**Aufgaben bearbeiten:**
A - Übersetze den folgenden Satz aus dem Text über die Belagerung Prags ins Englische: „Am 5. Oktober traf weitere schwedische Verstärkung unter Pfalzgraf Karl Gustav ein.“
B - Schreibe den Abschnitt des Textes über die Belagerung Prags zwischen „Während des Dreissigjährigen“ und „zum katholisch-habsburgischen Kaiserhaus.“, beide eingeschlossen, neu und benenne dabei „Berichterstatter“ in „Chronisten“ um.
C - Wie viele jüdische Einwohner hatte Prag laut dem Text über die Belagerung Prags zur Zeit der Belagerung?

**Vorliegender Text:**

============

Während des Dreissigjährigen Krieges hatten christliche und jüdische Berichterstatter höchst unterschiedliche Narrative über jüdische Solidaritätshandlungen, gesellschaftliche Teilhabe und Treue zum katholisch-habsburgischen Kaiserhaus.
In den Morgenstunden des 26. Juli 1648 nahm der schwedische General Hans Christoph Königsmarck mit etwa 2.500 Mann den Hradschin, die Burg und die Prager Kleinseite in einem Handstreich ein. Die Schweden verfügten aber zunächst nicht über ausreichend starke Kräfte, um auch die Prager Altstadt einzunehmen und begannen daher die Stadt zu belagern. Der kaiserliche Statthalter und Kommandierende General in Böhmen, Feldmarschall Rudolf Graf Colloredo, organisierte in der Folge die Verteidigung der Prager Altstadt gegen die Schweden. Ein Angriff des schwedischen Generals Wittenberg konnte Anfang August abgewehrt werden, worauf sich dieser wieder zurückzog. Am 5. Oktober traf weitere schwedische Verstärkung unter Pfalzgraf Karl Gustav ein. Zwar gelang nach heftigem Artilleriebeschuss und mehreren Stürmen der Einbruch in die Altstadt, doch die Prager Bürger und Studenten leisteten, unterstützt von Geistlichen, heftigen Widerstand und schlugen die Angreifer zurück. Am 25. Oktober 1648 setzten die Schweden – trotz der tags zuvor erfolgten Unterzeichnung des Westfälischen Friedens – zu einem neuerlichen Generalsturm an, der aufgrund der hartnäckigen Verteidigung ebenfalls misslang. Nachdem der Pfalzgraf Prag am 30. Oktober erneut zur Kapitulation aufgefordert hatte, diese Forderung aber zurückgewiesen wurde, begannen sich die Belagerer zurückzuziehen. Am 2. November hob Karl Gustav die Belagerung Prags auf.1
Zahlreiche zeitgenössische Autoren, der bekannteste unter ihnen wohl der spätere Kanzler der Prager Altstadt Johann Norbert Zatočil, der als Student an den Kämpfen teilgenommen hatte, geben einen sehr ausführlichen und anschaulichen Bericht über die Ereignisse in der Stadt Prag während der Belagerung. Bei Zatočil bleibt der Anteil der Juden an der Verteidigung nicht unerwähnt – immerhin hatte Prag zur Zeit der Belagerung 7.815 jüdische Einwohner, sie stellten also rund zehn Prozent der gesamten Bevölkerung2 –, allerdings betont er, dass ihnen „auf das Schärffeste anbefohlen“ werden musste, jeden Tag 100 Mann mit entsprechender Bewaffnung und nassen Rinderhäuten auf den Altstädter Ring zu schicken; zudem sei im Zuge der Waffenrequirierungen deren geheimes Waffenversteck am Tandelmarkt ausgehoben worden.3
Das Schwėdèsch lid
Eine andere Perspektive von der Belagerung bringt das Schwėdèsch lid, ein westjiddischer Bericht über die Ereignisse in Prag.4 Der Autor erzählt quasi aus der Sicht eines Augenzeugen, wie die Juden die Angriffe er- und überlebten (oder nicht). Interessant sind die Passagen, wo der Autor die Klagen der Juden über den kaiserlichen Befehl anführt und sich gegen die Vorwürfe wehrt, die Juden hätten sich an der Belagerung bereichert. Er beklagt sich ebendort über die hohen Abgaben, die von den Juden eingefordert werden. Und er betont mehrmals die wichtige Rolle, die die Juden bei der Verteidigung Prags spielten, wo sie als Brandwache und bei der Feuerbekämpfung sowie beim Bau von Schanzen, Wällen und Gräben eingesetzt waren. Weiters spricht er von 600 Mann, die täglich zu stellen waren, Gewehren in hoher Zahl, die die Juden den Verteidigern übergeben hätten, und dass auch sie grosse Verluste an Menschenleben und erhebliche Sachschäden erlitten hatten.5 Er gibt aber kaum darüber hinausgehende Kommentare zum allgemeinen Geschehen in jenen Tagen ab und bringt auch keine breiteren Zusammenhänge oder Hintergründe; er bietet dem Leser also vornehmlich eine Mikroperspektive. Aus seinen Schilderungen geht aber eines klar hervor: Während des gesamten Dreissigjährigen Krieges bezogen viele Juden, darunter auch jene von Prag, eine klare Position: Sie hielten weiterhin in unerschütterlicher Treue zum katholischen habsburgischen Kaiserhaus.

============

**Erfasste Daten:**
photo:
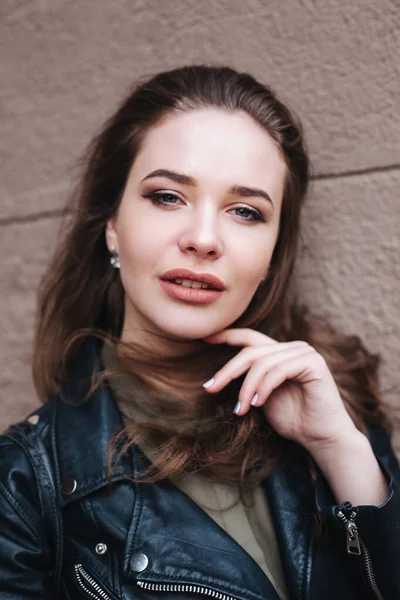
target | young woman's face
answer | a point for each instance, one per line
(197, 222)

============

**Lösungen der Aufgaben:**
A - On October 5, further Swedish reinforcements arrived under Count Palatine Karl Gustav.

B -
Während des Dreissigjährigen Krieges hatten christliche und jüdische Chronisten höchst unterschiedliche Narrative über jüdische Solidaritätshandlungen, gesellschaftliche Teilhabe und Treue zum katholisch-habsburgischen Kaiserhaus.

C - Prag hatte zur Zeit der Belagerung 7.815 jüdische Einwohner.